- [STATED EXERCISE] Reproduce only the lines from the line containing "white logo icon?" to the end of the entries below, including both of those lines.

- [SUPPLIED RECORDS]

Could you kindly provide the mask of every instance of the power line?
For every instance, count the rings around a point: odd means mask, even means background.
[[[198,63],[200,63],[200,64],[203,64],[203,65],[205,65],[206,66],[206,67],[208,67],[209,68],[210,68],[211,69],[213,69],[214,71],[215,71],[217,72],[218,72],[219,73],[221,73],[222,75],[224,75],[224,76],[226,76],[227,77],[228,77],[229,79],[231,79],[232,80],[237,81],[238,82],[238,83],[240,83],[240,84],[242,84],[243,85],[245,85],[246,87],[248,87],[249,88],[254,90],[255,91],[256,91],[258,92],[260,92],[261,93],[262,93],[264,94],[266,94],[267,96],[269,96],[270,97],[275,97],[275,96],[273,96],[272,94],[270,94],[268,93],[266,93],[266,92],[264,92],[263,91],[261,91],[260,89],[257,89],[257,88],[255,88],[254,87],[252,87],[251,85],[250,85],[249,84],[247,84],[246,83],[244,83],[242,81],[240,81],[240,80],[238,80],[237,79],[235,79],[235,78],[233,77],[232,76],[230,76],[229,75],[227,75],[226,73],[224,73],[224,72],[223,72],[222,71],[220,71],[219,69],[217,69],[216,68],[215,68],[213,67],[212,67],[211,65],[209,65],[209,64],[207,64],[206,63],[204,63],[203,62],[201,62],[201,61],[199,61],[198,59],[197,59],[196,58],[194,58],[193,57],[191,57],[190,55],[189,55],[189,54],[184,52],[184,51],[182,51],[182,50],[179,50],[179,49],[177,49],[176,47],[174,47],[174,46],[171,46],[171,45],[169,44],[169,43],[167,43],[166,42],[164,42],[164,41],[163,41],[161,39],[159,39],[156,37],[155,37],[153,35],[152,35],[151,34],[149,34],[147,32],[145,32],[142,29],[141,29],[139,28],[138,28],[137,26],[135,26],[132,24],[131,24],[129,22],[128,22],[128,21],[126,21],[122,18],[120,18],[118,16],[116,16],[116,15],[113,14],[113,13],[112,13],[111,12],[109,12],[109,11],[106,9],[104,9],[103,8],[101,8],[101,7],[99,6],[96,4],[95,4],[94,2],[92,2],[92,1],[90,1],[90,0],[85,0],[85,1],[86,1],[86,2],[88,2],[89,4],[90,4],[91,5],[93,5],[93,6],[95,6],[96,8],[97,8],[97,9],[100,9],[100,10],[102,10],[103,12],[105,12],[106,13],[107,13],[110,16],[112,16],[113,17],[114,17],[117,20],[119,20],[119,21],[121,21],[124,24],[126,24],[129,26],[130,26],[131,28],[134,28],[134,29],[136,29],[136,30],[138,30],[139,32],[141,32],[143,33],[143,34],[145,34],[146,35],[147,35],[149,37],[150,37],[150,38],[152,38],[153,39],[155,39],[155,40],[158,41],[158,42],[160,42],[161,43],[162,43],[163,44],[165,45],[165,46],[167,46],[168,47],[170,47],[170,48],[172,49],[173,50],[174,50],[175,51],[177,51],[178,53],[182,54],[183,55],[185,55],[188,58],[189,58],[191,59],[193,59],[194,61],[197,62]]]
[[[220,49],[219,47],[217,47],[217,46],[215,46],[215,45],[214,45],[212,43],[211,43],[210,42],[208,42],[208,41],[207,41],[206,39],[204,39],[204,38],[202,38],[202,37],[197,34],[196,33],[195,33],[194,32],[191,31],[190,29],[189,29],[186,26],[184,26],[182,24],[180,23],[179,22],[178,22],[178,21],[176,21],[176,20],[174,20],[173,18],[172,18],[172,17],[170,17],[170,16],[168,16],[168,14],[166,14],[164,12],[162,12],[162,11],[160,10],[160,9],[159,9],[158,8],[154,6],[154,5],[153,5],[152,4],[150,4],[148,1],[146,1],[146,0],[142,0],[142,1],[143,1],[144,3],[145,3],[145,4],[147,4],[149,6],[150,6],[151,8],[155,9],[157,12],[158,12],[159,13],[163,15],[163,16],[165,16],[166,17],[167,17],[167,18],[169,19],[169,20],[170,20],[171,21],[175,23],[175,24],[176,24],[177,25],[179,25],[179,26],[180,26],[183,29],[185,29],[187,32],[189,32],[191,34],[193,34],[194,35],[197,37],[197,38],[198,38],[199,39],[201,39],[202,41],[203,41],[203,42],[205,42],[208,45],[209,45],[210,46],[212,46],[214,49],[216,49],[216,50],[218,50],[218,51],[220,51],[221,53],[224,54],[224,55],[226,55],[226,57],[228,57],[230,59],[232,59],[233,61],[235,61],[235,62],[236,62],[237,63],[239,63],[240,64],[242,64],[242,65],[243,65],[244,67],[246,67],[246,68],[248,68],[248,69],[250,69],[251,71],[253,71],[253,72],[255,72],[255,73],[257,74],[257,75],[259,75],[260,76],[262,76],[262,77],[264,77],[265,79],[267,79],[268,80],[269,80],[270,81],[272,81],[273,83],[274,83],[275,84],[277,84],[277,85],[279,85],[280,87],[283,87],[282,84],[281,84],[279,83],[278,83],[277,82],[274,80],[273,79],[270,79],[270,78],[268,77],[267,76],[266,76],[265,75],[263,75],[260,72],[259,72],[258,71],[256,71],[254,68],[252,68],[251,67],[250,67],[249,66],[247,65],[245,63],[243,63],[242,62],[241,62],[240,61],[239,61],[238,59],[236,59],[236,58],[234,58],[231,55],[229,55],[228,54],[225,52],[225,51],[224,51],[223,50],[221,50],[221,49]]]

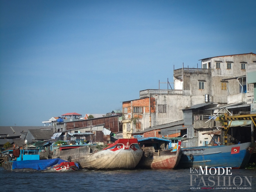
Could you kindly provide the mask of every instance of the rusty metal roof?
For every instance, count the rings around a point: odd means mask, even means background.
[[[29,129],[35,140],[50,140],[53,135],[53,128]]]

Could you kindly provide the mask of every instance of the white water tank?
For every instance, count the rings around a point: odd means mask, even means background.
[[[208,103],[210,102],[210,96],[209,94],[204,95],[204,102]]]

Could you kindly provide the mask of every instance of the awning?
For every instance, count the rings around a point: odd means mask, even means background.
[[[243,104],[244,104],[244,102],[240,102],[236,103],[230,103],[229,104],[223,105],[218,107],[215,107],[215,108],[207,109],[206,109],[206,110],[215,110],[216,109],[221,109],[223,108],[230,109],[231,108],[231,107],[235,106],[236,106],[237,108],[244,107],[244,106],[243,105]]]
[[[220,135],[221,130],[212,131],[211,131],[206,132],[202,134],[202,135],[205,135],[206,134],[208,135]]]
[[[88,136],[90,135],[93,135],[93,134],[90,133],[90,132],[87,132],[86,133],[69,133],[68,134],[71,136],[74,136],[75,135],[81,135],[82,136]]]
[[[60,132],[59,133],[55,133],[53,134],[53,135],[51,138],[53,140],[55,140],[56,137],[59,137],[62,133],[62,132]]]
[[[205,106],[208,105],[213,103],[212,102],[210,102],[209,103],[200,103],[199,104],[195,105],[192,105],[192,106],[189,107],[187,108],[182,109],[181,110],[189,110],[190,109],[197,109],[198,108],[201,108],[202,107],[204,107]]]

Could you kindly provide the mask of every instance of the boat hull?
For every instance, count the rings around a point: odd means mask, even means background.
[[[78,162],[89,170],[132,169],[143,153],[137,139],[120,139],[103,150],[86,154]]]
[[[180,168],[231,167],[243,169],[255,149],[256,144],[183,148],[178,167]]]
[[[66,172],[75,171],[79,168],[74,162],[59,159],[7,161],[3,165],[5,169],[15,172]]]
[[[180,159],[181,151],[171,152],[171,150],[159,152],[152,153],[153,156],[148,154],[143,154],[137,167],[151,169],[172,169],[176,167]]]

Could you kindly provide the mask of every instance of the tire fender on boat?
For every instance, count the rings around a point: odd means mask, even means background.
[[[190,158],[190,160],[192,161],[194,160],[194,155],[193,155],[192,154],[190,154],[189,155],[189,158]]]
[[[151,151],[148,151],[148,157],[153,157],[153,153]]]
[[[69,162],[71,162],[72,158],[72,157],[71,157],[71,156],[68,156],[68,157],[67,157],[67,161],[68,161]]]

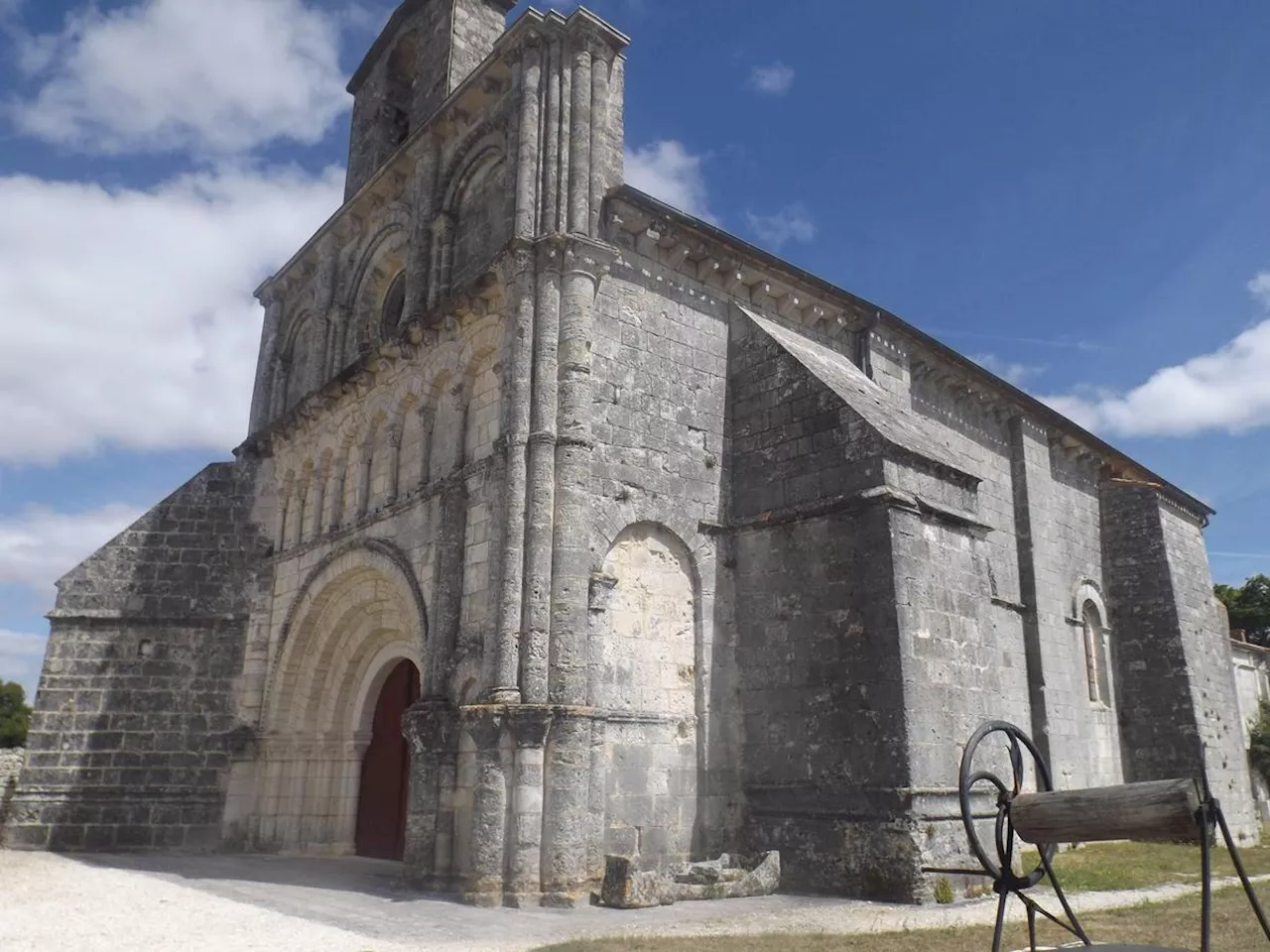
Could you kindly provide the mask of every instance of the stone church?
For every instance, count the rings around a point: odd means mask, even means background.
[[[1212,510],[624,184],[627,38],[406,0],[250,428],[58,583],[5,840],[398,858],[568,905],[779,849],[928,897],[987,717],[1255,829]]]

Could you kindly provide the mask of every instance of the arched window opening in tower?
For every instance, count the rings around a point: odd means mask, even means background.
[[[384,296],[382,327],[384,336],[391,338],[401,326],[401,315],[405,311],[405,272],[398,274],[389,284],[389,293]]]

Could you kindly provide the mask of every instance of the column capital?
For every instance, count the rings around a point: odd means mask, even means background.
[[[418,757],[455,750],[457,729],[458,712],[446,699],[417,701],[401,715],[401,736]]]
[[[541,748],[551,727],[551,708],[546,704],[512,704],[507,724],[517,748]]]
[[[505,718],[503,704],[472,704],[458,710],[458,722],[471,735],[479,753],[498,750]]]

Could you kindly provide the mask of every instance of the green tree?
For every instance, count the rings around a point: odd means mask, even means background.
[[[15,680],[0,680],[0,748],[24,746],[29,727],[27,692]]]
[[[1231,616],[1232,628],[1243,628],[1253,645],[1270,647],[1270,578],[1253,575],[1242,585],[1214,585]]]

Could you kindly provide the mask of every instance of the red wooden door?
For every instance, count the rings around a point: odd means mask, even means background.
[[[357,797],[357,854],[400,859],[405,852],[410,750],[401,736],[401,715],[419,699],[419,671],[401,661],[389,674],[375,704],[371,745],[362,758]]]

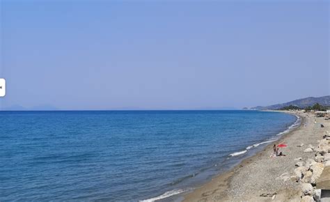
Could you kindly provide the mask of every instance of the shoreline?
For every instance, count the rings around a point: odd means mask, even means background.
[[[294,134],[297,134],[297,132],[304,132],[304,131],[307,130],[305,128],[306,127],[305,125],[307,124],[307,123],[308,123],[308,121],[310,121],[308,120],[308,118],[309,119],[311,118],[310,117],[311,114],[309,113],[306,114],[301,114],[292,113],[289,111],[276,111],[276,112],[288,113],[288,114],[298,116],[301,119],[300,125],[297,127],[292,129],[290,132],[282,134],[278,139],[273,141],[272,143],[269,143],[262,150],[257,152],[253,156],[249,157],[242,160],[240,163],[239,163],[238,164],[237,164],[236,166],[235,166],[230,170],[217,175],[216,176],[213,177],[212,180],[210,180],[210,181],[204,183],[201,187],[197,187],[191,192],[183,193],[182,195],[182,198],[183,198],[182,201],[229,201],[229,200],[260,201],[260,200],[269,199],[269,198],[267,199],[265,197],[262,197],[262,198],[256,197],[256,196],[250,196],[252,197],[245,197],[245,196],[242,197],[242,196],[239,196],[239,197],[233,197],[232,196],[233,193],[230,193],[230,192],[235,192],[235,185],[233,185],[233,183],[237,184],[237,181],[239,182],[240,180],[240,179],[235,179],[235,180],[234,180],[234,178],[237,178],[237,176],[238,176],[237,174],[242,173],[243,172],[242,170],[249,169],[249,168],[247,167],[249,167],[249,165],[251,165],[251,164],[258,165],[258,164],[259,163],[258,160],[260,160],[260,158],[267,158],[267,160],[270,159],[269,155],[269,152],[271,153],[272,151],[273,143],[277,145],[279,143],[285,142],[288,139],[290,139],[290,137],[294,136]],[[297,144],[298,144],[298,143],[297,143]],[[308,145],[308,143],[306,145]],[[292,146],[296,147],[296,144],[291,146],[291,147]],[[285,150],[285,149],[283,149],[283,150]],[[284,153],[290,154],[289,150],[285,151]],[[274,158],[285,158],[285,157],[276,157]],[[283,170],[282,173],[284,173],[284,172],[285,172],[285,169]],[[276,177],[279,177],[279,176],[276,176]],[[244,180],[241,180],[240,181],[241,182],[243,182],[242,181],[244,181]],[[258,184],[260,184],[262,182],[258,182]],[[269,185],[265,185],[265,186],[269,186]],[[278,192],[278,190],[276,190],[276,192]],[[285,195],[285,196],[284,196],[284,197],[282,197],[282,199],[283,200],[288,199],[293,199],[292,197],[294,197],[294,196],[299,195],[299,193],[297,192],[298,192],[298,189],[292,189],[290,191],[284,192],[284,193],[283,193],[283,195]],[[269,193],[266,193],[266,194],[269,194]],[[243,194],[243,195],[246,195],[246,194]],[[290,196],[288,197],[287,195],[290,195]],[[278,198],[281,198],[281,197],[278,197]],[[296,199],[298,200],[298,199]]]

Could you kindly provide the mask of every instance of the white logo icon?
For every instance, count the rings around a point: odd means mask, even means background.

- [WORKED SOLUTION]
Could you kindly provide the mask of every instance of the white logo icon?
For every instance, count the rings around a point: odd means mask, even means background.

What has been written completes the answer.